BEGIN

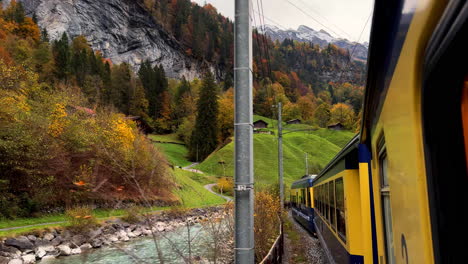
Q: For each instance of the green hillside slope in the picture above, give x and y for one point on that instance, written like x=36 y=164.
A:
x=320 y=151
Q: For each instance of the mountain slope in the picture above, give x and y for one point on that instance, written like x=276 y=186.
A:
x=317 y=145
x=321 y=37
x=122 y=30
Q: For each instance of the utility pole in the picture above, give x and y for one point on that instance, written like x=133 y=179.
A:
x=243 y=135
x=280 y=155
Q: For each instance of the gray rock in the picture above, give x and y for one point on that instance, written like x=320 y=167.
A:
x=7 y=251
x=29 y=259
x=47 y=258
x=95 y=233
x=27 y=251
x=40 y=252
x=126 y=33
x=21 y=242
x=4 y=260
x=46 y=248
x=112 y=238
x=137 y=232
x=56 y=241
x=64 y=250
x=76 y=251
x=78 y=240
x=48 y=236
x=86 y=246
x=96 y=243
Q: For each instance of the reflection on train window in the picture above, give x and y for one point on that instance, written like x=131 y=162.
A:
x=303 y=196
x=325 y=200
x=386 y=207
x=331 y=192
x=340 y=212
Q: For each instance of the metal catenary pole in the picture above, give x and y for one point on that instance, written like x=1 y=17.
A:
x=280 y=155
x=243 y=133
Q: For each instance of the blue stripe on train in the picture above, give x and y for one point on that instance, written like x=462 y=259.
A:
x=305 y=216
x=337 y=251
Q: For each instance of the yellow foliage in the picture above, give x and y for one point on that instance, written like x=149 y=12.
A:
x=267 y=222
x=58 y=120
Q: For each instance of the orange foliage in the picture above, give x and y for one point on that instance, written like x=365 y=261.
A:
x=5 y=56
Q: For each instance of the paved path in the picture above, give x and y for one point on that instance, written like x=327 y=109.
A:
x=26 y=226
x=209 y=188
x=189 y=168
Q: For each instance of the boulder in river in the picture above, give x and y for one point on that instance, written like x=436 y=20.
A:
x=16 y=261
x=48 y=236
x=4 y=260
x=64 y=250
x=21 y=243
x=29 y=259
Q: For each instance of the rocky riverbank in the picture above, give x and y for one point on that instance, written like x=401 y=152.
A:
x=61 y=242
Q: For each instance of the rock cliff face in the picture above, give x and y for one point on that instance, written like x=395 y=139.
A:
x=121 y=29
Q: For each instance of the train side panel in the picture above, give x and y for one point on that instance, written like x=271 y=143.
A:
x=398 y=171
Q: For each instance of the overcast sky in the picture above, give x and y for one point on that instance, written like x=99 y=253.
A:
x=340 y=18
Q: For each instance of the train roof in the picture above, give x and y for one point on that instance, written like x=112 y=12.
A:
x=306 y=181
x=347 y=158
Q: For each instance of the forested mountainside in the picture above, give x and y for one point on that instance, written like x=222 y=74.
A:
x=186 y=39
x=67 y=103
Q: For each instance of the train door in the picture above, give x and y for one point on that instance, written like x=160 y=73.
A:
x=386 y=205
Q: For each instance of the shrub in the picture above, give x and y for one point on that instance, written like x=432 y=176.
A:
x=132 y=215
x=176 y=212
x=266 y=222
x=81 y=219
x=225 y=186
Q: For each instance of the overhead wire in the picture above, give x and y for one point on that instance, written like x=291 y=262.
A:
x=265 y=42
x=326 y=19
x=257 y=39
x=313 y=18
x=346 y=68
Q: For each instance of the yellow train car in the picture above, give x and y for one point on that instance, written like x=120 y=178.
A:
x=397 y=192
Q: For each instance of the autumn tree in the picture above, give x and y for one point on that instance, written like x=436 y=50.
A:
x=322 y=114
x=344 y=114
x=204 y=139
x=226 y=115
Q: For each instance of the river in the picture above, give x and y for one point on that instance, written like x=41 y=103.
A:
x=144 y=249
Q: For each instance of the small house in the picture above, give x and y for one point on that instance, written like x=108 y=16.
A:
x=141 y=124
x=293 y=121
x=337 y=126
x=260 y=124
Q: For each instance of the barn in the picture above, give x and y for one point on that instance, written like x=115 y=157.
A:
x=260 y=124
x=337 y=126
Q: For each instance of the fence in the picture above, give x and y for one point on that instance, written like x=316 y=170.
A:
x=275 y=255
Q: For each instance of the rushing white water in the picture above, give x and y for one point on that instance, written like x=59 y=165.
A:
x=173 y=245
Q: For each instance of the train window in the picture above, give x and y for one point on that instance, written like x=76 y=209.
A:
x=331 y=192
x=386 y=207
x=325 y=200
x=303 y=196
x=340 y=212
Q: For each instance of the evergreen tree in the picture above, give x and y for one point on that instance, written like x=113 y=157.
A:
x=323 y=115
x=62 y=57
x=121 y=87
x=204 y=139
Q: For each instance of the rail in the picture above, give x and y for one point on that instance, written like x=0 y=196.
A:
x=275 y=255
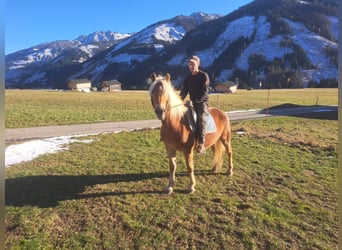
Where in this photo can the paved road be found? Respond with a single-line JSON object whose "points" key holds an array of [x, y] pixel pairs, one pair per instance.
{"points": [[23, 134]]}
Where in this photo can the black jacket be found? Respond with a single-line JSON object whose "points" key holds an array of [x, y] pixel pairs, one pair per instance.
{"points": [[197, 86]]}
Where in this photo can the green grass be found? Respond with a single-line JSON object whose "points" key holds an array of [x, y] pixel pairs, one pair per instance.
{"points": [[108, 194], [27, 108]]}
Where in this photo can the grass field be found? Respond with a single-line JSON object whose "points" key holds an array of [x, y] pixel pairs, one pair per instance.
{"points": [[108, 194], [26, 108]]}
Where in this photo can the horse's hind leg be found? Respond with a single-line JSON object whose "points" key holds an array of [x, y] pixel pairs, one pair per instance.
{"points": [[229, 151], [172, 170], [190, 165], [218, 151], [228, 146]]}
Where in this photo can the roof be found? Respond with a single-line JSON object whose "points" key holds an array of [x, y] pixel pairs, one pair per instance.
{"points": [[79, 81], [112, 82]]}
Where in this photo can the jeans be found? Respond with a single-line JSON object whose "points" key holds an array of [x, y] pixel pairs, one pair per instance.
{"points": [[201, 110]]}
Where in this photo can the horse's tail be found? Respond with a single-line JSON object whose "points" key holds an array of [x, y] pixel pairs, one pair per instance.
{"points": [[219, 150]]}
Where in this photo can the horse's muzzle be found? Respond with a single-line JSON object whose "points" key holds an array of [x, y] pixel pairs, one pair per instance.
{"points": [[160, 112]]}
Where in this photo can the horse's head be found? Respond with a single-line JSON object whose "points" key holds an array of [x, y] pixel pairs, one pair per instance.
{"points": [[159, 94]]}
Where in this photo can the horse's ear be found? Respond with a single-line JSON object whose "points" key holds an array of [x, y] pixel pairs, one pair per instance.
{"points": [[168, 77], [153, 76]]}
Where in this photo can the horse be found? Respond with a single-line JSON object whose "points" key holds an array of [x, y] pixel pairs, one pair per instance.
{"points": [[176, 134]]}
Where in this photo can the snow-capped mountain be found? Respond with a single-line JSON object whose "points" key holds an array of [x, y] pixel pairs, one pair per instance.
{"points": [[135, 50], [30, 67], [281, 43]]}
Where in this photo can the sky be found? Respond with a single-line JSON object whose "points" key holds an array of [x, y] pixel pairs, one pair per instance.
{"points": [[29, 23]]}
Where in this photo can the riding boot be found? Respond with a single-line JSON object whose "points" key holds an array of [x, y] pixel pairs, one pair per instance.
{"points": [[200, 127]]}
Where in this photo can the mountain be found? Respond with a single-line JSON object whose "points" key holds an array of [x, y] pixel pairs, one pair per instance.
{"points": [[98, 56], [279, 43], [45, 65]]}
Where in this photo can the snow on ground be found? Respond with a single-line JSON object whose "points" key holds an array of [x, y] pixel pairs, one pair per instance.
{"points": [[30, 150]]}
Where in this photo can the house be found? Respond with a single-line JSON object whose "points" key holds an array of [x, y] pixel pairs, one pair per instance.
{"points": [[112, 85], [83, 85], [226, 87]]}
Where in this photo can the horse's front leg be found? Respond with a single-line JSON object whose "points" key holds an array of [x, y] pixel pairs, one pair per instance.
{"points": [[190, 165], [172, 170]]}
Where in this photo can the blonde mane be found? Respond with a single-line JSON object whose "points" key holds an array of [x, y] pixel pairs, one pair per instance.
{"points": [[176, 104]]}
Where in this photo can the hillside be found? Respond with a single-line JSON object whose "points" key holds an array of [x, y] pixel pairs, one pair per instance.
{"points": [[279, 43]]}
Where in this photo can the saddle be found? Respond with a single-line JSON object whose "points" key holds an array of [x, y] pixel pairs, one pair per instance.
{"points": [[210, 125]]}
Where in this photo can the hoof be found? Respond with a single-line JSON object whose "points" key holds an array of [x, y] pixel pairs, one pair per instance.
{"points": [[216, 171], [191, 189], [169, 190]]}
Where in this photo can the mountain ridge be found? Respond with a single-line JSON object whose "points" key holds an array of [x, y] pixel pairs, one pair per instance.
{"points": [[264, 41]]}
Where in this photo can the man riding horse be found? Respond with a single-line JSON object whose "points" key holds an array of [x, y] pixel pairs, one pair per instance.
{"points": [[197, 85]]}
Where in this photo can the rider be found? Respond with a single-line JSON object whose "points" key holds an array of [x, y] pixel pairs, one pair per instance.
{"points": [[197, 85]]}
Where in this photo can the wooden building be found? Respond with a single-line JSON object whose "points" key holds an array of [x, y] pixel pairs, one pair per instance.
{"points": [[226, 87], [79, 84], [113, 85]]}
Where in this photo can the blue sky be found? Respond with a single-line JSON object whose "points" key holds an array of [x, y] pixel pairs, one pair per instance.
{"points": [[28, 23]]}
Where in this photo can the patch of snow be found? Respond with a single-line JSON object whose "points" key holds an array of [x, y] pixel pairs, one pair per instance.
{"points": [[30, 150], [314, 46], [128, 58], [232, 33], [88, 49], [334, 26], [37, 76], [261, 43]]}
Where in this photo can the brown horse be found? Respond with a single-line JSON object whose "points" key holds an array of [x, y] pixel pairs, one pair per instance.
{"points": [[177, 136]]}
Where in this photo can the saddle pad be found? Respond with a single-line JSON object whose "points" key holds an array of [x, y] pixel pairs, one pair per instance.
{"points": [[210, 125]]}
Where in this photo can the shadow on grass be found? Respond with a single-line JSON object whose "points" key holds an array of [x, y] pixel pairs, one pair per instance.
{"points": [[312, 112], [47, 191]]}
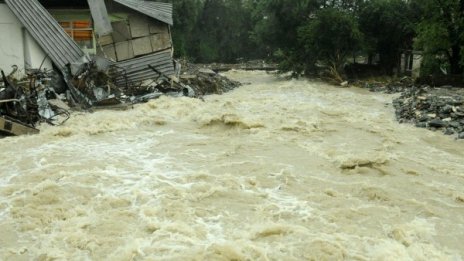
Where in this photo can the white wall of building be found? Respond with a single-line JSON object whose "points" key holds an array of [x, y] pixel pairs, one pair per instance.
{"points": [[17, 46]]}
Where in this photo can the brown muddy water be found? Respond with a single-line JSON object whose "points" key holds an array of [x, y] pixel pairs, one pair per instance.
{"points": [[275, 170]]}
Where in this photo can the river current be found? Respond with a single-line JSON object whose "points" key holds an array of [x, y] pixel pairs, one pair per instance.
{"points": [[274, 170]]}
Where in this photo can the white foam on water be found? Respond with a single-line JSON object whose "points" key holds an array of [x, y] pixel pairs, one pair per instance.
{"points": [[275, 170]]}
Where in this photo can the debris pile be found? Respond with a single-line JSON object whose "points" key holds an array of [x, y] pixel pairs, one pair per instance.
{"points": [[47, 96], [433, 108], [391, 86], [206, 81]]}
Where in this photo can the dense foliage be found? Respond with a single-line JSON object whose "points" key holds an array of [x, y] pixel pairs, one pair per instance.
{"points": [[314, 36]]}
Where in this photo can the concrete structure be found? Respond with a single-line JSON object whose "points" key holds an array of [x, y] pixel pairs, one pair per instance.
{"points": [[133, 34], [18, 47]]}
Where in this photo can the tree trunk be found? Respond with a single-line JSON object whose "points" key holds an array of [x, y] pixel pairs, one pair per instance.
{"points": [[455, 60]]}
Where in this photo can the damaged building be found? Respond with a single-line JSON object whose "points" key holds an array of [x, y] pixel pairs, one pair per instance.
{"points": [[101, 52], [130, 33]]}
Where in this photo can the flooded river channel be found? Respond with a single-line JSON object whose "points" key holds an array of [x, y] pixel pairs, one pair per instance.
{"points": [[274, 170]]}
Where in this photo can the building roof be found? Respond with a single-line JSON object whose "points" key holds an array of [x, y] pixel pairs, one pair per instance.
{"points": [[156, 10], [137, 69], [61, 48]]}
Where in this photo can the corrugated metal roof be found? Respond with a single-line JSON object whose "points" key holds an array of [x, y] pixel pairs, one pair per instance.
{"points": [[46, 31], [137, 69], [157, 10]]}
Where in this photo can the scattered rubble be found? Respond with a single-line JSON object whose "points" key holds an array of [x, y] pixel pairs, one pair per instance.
{"points": [[433, 108], [45, 96], [387, 86], [205, 81]]}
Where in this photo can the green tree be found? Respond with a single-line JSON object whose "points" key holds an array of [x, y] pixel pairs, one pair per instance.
{"points": [[276, 22], [328, 40], [222, 32], [441, 35], [388, 26]]}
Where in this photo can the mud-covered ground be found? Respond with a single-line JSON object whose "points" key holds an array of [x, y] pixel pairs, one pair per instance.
{"points": [[273, 170]]}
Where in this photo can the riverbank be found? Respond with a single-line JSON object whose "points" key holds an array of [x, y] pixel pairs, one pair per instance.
{"points": [[277, 169], [433, 108]]}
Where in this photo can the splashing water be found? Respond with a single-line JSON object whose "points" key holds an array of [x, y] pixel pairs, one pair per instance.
{"points": [[275, 170]]}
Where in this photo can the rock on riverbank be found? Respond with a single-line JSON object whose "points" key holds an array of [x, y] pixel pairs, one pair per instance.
{"points": [[433, 108]]}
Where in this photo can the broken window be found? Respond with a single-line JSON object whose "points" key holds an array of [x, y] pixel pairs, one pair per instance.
{"points": [[81, 31]]}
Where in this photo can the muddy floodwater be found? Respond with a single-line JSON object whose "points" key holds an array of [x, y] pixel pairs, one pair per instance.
{"points": [[275, 170]]}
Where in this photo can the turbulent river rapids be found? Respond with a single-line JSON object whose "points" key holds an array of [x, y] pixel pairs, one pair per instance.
{"points": [[274, 170]]}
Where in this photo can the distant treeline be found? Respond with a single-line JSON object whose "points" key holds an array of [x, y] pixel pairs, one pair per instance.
{"points": [[305, 36]]}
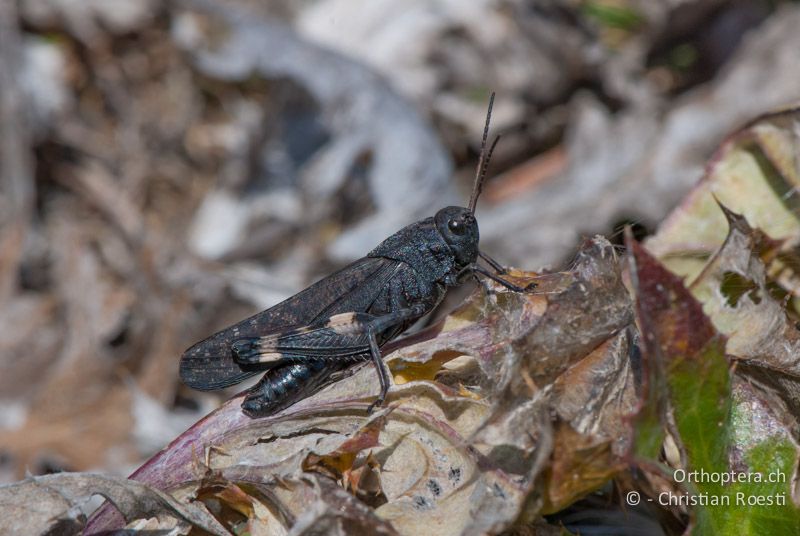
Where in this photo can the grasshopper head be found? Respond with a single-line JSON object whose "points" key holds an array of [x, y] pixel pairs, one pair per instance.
{"points": [[459, 228]]}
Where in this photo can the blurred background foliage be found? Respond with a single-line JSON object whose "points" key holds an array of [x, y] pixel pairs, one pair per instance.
{"points": [[168, 167]]}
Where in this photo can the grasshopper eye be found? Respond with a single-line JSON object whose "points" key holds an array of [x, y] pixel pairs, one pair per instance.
{"points": [[457, 227]]}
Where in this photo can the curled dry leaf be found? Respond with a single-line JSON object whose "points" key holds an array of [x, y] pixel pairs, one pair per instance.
{"points": [[754, 173], [52, 504], [719, 421], [735, 294], [461, 446]]}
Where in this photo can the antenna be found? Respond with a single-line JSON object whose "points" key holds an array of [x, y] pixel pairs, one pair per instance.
{"points": [[483, 160]]}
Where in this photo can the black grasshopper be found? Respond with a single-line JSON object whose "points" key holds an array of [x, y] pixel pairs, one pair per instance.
{"points": [[347, 316]]}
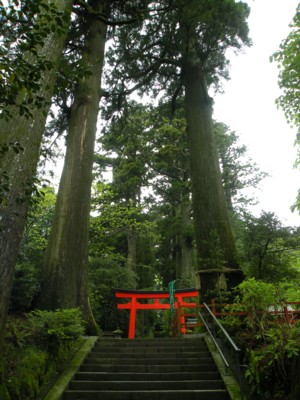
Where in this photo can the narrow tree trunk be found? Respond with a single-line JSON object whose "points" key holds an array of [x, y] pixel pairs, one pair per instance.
{"points": [[65, 267], [131, 249], [214, 238], [185, 274], [21, 167]]}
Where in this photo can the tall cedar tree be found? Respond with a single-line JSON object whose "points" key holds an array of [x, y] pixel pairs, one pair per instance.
{"points": [[64, 273], [181, 48], [26, 131]]}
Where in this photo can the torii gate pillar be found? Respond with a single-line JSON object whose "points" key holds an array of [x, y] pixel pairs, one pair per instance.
{"points": [[156, 296]]}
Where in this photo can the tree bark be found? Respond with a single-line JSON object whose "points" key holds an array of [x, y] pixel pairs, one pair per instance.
{"points": [[65, 269], [214, 238], [185, 274], [21, 167]]}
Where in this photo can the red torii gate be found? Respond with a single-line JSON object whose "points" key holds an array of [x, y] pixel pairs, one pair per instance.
{"points": [[156, 296]]}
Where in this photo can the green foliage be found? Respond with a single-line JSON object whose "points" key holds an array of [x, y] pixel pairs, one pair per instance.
{"points": [[268, 250], [270, 349], [105, 275], [57, 328], [34, 349], [288, 61], [24, 28]]}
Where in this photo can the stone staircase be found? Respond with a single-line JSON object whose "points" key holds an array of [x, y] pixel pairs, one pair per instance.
{"points": [[148, 369]]}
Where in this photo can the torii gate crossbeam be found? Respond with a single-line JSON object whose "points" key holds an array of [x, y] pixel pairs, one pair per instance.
{"points": [[135, 295]]}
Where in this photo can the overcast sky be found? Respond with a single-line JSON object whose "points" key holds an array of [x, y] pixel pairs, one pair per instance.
{"points": [[248, 107]]}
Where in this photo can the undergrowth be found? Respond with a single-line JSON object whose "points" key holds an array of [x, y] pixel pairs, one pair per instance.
{"points": [[35, 348]]}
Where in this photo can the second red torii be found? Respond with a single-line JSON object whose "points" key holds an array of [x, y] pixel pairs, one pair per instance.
{"points": [[133, 303]]}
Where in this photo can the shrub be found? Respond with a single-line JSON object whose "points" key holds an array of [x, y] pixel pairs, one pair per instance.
{"points": [[57, 328]]}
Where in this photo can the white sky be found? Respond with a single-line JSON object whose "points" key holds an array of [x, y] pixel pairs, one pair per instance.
{"points": [[248, 108]]}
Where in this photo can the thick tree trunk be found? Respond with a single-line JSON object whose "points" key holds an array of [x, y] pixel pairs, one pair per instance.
{"points": [[21, 167], [65, 267], [214, 238]]}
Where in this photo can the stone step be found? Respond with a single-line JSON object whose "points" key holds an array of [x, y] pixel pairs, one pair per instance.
{"points": [[130, 343], [148, 361], [148, 355], [218, 394], [149, 368], [92, 375], [143, 369], [149, 349], [147, 385]]}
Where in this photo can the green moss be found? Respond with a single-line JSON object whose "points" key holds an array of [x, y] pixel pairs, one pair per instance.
{"points": [[35, 350]]}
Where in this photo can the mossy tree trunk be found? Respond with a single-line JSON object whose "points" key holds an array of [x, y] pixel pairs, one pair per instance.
{"points": [[214, 238], [21, 167], [65, 269]]}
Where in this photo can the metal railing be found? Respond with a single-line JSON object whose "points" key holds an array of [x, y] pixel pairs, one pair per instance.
{"points": [[228, 350]]}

END

» **WHAT IS BEING ASKED**: An exact copy is required of the lines from the start of the records above through the line with "Q: For each instance of the mountain", and only those, without any pictures.

» **RESULT OF THE EXERCISE**:
Q: For each instance of the green hillside slope in the picture above, give x and y for one point on that instance, written like x=36 y=164.
A:
x=320 y=151
Q: For each instance of the mountain slope in the picture above, give x and y for one point on that instance, written like x=276 y=186.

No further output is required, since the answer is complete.